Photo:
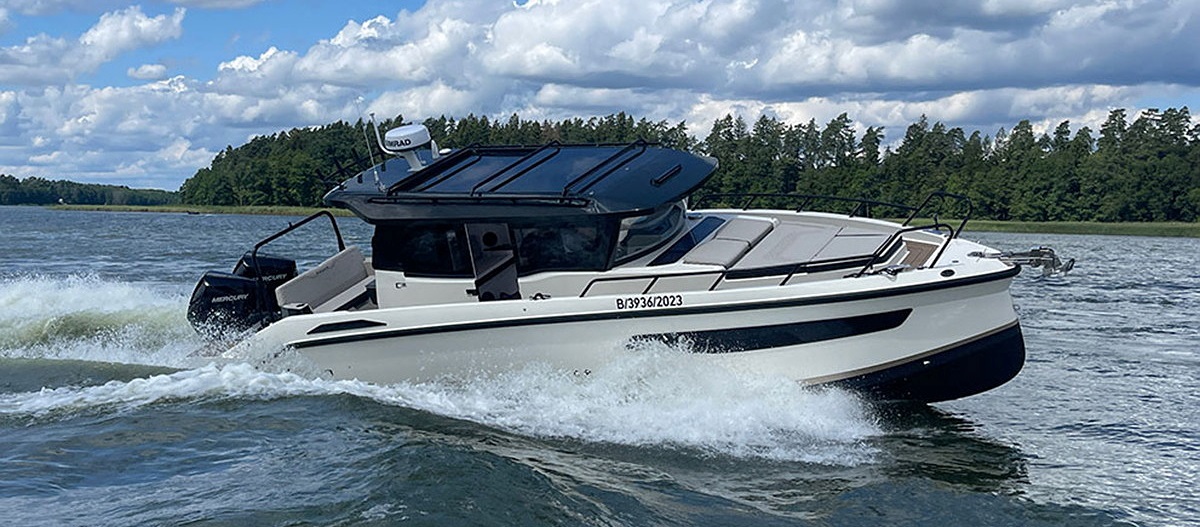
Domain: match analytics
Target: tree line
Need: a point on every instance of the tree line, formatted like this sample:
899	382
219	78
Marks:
1141	169
1145	169
39	191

[YOUR GOAL] Change every "tree line" in the data above to "forest edge" and leave all other text as it is. Omit the pictures from your answer.

[THE REPLY]
Photo:
Domain: match analytics
Target: forest edge
Need: a point on every instance of the forest edge, formatted like this sample:
899	382
219	78
Marks:
1141	169
1145	169
39	191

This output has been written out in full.